#### Do this:
Transcribe the records exactly from the line with "Keypoint placement for each instance of the bare" to the end, both included.

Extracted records
>> begin

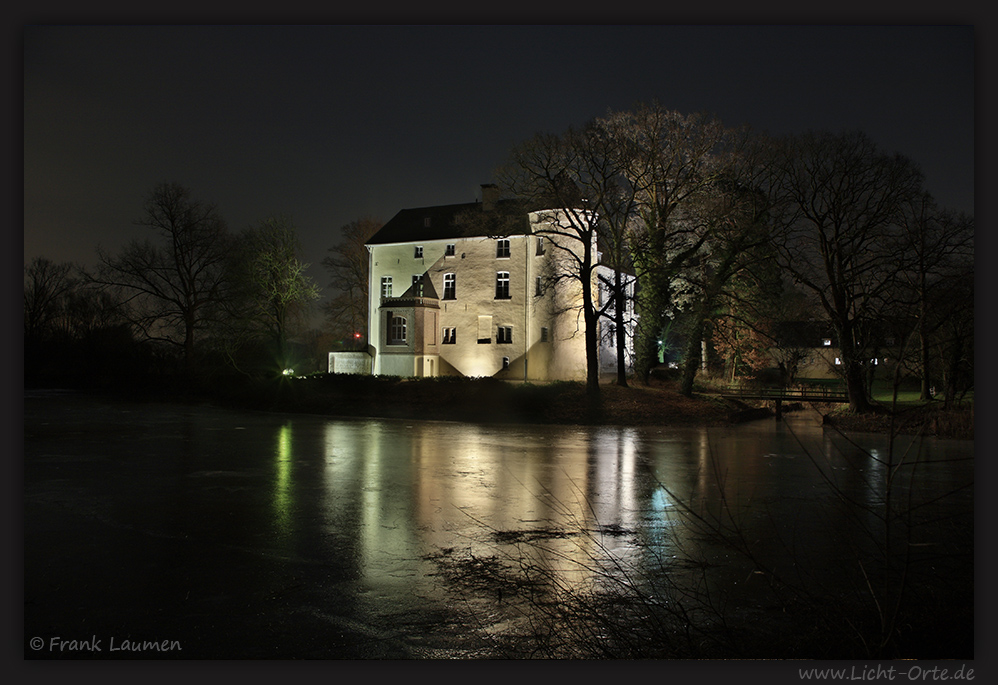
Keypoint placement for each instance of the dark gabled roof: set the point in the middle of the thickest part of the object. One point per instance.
(452, 221)
(422, 288)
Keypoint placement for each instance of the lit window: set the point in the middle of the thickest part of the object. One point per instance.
(502, 285)
(396, 334)
(484, 329)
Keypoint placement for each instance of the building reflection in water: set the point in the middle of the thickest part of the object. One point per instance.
(568, 503)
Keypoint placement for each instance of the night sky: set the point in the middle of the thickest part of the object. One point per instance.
(331, 124)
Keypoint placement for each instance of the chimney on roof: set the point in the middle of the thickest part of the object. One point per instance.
(490, 196)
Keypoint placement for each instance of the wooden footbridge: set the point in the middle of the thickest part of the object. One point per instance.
(780, 395)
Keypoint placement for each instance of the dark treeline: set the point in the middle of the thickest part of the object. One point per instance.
(721, 241)
(187, 306)
(730, 235)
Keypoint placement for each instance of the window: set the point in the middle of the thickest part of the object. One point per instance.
(484, 329)
(502, 285)
(396, 333)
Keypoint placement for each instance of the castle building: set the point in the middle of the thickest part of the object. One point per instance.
(475, 290)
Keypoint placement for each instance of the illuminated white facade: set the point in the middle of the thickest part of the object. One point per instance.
(446, 302)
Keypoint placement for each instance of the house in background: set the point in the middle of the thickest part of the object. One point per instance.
(472, 290)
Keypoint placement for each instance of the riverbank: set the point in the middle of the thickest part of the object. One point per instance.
(928, 420)
(487, 400)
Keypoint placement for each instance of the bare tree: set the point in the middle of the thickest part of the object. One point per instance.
(673, 160)
(174, 287)
(47, 285)
(574, 181)
(276, 291)
(941, 247)
(840, 199)
(347, 265)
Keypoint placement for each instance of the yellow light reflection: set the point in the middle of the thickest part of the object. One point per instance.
(282, 482)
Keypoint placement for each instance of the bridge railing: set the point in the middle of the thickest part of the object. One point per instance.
(812, 393)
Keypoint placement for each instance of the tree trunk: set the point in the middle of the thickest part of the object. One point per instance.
(692, 357)
(621, 334)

>> end

#### Response to this exercise:
Keypoint placement for each instance of the bare tree: set the point in the middle of the thickest part of the object. One point per instance.
(673, 160)
(174, 287)
(47, 285)
(574, 181)
(276, 291)
(941, 247)
(840, 199)
(347, 265)
Keypoint placement for each instance of the yellow light reflection: set the point in the middle of the thickest part of the object. One point per instance.
(282, 482)
Keypoint placement for each instance of the bridge railing: set the point in the middle of the thickest part of the object. One point per instance.
(812, 393)
Keypoint placement for each instance of the tree trunk: set the point in the middle of the thickest part of the object. One point per instance.
(692, 357)
(621, 334)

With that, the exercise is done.